##### Entries provided #####
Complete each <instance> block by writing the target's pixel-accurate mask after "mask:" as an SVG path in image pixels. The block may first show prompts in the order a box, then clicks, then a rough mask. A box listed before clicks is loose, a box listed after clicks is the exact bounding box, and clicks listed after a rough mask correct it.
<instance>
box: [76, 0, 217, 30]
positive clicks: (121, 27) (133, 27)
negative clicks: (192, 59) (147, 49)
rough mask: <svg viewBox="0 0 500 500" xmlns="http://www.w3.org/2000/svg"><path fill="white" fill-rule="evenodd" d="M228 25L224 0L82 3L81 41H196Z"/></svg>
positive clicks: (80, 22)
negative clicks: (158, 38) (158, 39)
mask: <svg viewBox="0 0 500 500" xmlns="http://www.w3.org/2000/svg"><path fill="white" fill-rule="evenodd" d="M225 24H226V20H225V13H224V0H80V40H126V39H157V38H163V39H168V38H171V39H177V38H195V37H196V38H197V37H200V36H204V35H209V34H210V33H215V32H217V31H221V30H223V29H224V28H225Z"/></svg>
#####
▸ Exercise instructions
Please give, as a bare number, how many lines in the listing above include the word "rough".

▸ Answer to this task
2